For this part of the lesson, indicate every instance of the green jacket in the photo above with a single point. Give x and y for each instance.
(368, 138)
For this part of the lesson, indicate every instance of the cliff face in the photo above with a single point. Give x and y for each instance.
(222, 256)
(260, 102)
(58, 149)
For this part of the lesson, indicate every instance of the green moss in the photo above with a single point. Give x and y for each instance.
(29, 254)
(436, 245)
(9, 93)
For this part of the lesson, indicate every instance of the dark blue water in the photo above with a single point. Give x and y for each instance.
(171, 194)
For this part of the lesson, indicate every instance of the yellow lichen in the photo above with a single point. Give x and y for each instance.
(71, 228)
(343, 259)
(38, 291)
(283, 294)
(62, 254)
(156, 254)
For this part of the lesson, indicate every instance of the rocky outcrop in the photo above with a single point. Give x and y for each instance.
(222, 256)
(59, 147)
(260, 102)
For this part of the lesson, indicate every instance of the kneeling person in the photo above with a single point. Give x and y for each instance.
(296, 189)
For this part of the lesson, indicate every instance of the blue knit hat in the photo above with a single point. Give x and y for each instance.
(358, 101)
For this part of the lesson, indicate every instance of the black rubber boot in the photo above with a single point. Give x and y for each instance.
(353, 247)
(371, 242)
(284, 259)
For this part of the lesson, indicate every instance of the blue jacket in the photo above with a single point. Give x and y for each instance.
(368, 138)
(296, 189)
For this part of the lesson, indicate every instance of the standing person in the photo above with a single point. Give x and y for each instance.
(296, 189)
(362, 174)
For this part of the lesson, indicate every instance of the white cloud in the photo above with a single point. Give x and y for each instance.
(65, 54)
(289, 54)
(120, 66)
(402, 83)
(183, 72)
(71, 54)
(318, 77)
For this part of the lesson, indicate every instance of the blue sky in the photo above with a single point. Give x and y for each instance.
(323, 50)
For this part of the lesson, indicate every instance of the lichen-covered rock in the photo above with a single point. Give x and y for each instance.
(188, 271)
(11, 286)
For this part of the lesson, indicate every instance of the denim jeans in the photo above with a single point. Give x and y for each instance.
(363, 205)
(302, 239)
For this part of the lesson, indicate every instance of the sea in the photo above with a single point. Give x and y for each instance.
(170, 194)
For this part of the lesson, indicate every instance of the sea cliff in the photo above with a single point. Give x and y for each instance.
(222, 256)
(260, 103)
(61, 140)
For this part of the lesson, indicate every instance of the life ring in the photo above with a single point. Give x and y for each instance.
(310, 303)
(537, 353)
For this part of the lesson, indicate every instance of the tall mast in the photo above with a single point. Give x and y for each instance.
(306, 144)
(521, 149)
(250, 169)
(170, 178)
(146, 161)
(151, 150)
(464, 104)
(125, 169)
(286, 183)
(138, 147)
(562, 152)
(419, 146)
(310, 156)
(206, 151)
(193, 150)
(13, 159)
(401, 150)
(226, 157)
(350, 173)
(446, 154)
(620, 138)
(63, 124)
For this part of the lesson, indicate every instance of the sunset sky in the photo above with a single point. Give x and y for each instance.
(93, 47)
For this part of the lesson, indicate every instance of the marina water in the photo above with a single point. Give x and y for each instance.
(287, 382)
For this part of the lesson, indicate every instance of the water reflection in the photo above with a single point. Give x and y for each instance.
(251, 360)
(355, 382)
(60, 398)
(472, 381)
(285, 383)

***

SET PROBLEM –
Print all of the items above again word for word, with no changes.

TASK RESPONSE –
For this part of the lesson, indicate every instance of the green jacket in the photo above with a single point. Give x and y for each instance.
(368, 138)
For this part of the lesson, indicate every instance of the cliff face in the photo above with a single point. Give x and y for each instance.
(222, 256)
(260, 102)
(58, 149)
For this part of the lesson, indicate every instance of the green moss in the photo above with a single point. Give x and y for each instance.
(29, 254)
(436, 245)
(9, 93)
For this part of the lesson, indicate every instance of the dark blue water in the photo above with a single point. Give x and y for each instance.
(171, 194)
For this part of the lesson, indicate every instance of the yellow lichen in the photo above with a single point. Give x and y for each instance.
(71, 228)
(343, 259)
(38, 291)
(283, 294)
(62, 254)
(156, 254)
For this part of the lesson, indicate every instance of the rocky outcrop in the photo above with a single point. Give x and y for each instance.
(222, 256)
(59, 147)
(260, 102)
For this part of the lesson, indicate every instance of the kneeling person in the photo above with a single point. Give x and y for each instance.
(296, 189)
For this part of the lesson, indicate every instance of the blue knit hat in the photo above with a single point. Give x and y for each instance.
(358, 101)
For this part of the lesson, indicate every instance of the black rubber boot in the photo above with a single point. Give x and y for each instance.
(353, 247)
(371, 242)
(284, 259)
For this part of the lesson, indicate every instance of the blue jacket in the photo above with a single point. Give x and y for each instance.
(368, 138)
(296, 189)
For this part of the lesson, indicate every instance of the standing person in the photo above with a single point. Give x and y for each instance.
(296, 189)
(362, 174)
For this part of the lesson, indicate every instance of the white cloud in the photo above with a single point. Give x and y for each instance.
(65, 54)
(289, 54)
(120, 66)
(402, 83)
(183, 72)
(71, 54)
(318, 77)
For this part of the lesson, indicate every instance of the blue sky in the photo above with a single point. Give x and y for each instance.
(323, 50)
For this part of the lesson, indicate every instance of the lichen-covered rock in the photo above with a single point. Give x and y for each instance.
(188, 271)
(11, 286)
For this part of the lesson, indicate every instance of the denim jeans in the photo above with a single point. Give x and y for each instance.
(363, 205)
(302, 239)
For this part of the lesson, indicate every instance of the sea in the photo above with a single point. Give x and y for each instance.
(170, 194)
For this part of the lesson, indicate every instance of the sea cliff in the photo above with a single point. Give x and y for each instance.
(222, 256)
(260, 103)
(61, 140)
For this part of the lesson, indicate every instance of the life ring in the photo above with a single point. Give x and y for each instance.
(310, 303)
(537, 353)
For this part of the lesson, indicate every instance of the tall mast in the photo above with a single point. Give x and y for each instance.
(306, 144)
(521, 149)
(250, 169)
(170, 178)
(146, 161)
(151, 150)
(464, 104)
(125, 169)
(286, 183)
(138, 147)
(562, 152)
(419, 146)
(310, 156)
(206, 151)
(193, 150)
(13, 159)
(401, 150)
(226, 157)
(350, 173)
(446, 154)
(620, 138)
(63, 124)
For this part of the lesson, indicate every instance of the sunset sky in the photo above with a single point. Give x and y for each instance.
(93, 47)
For this part of the lesson, indicate every instance of the marina water in the photo above with a single point. Give x and y for each instance.
(287, 382)
For this part of the lesson, indicate every instance of the water reflection in the photo above with a single point. Give x and y for each instance.
(251, 360)
(355, 382)
(60, 398)
(472, 381)
(285, 383)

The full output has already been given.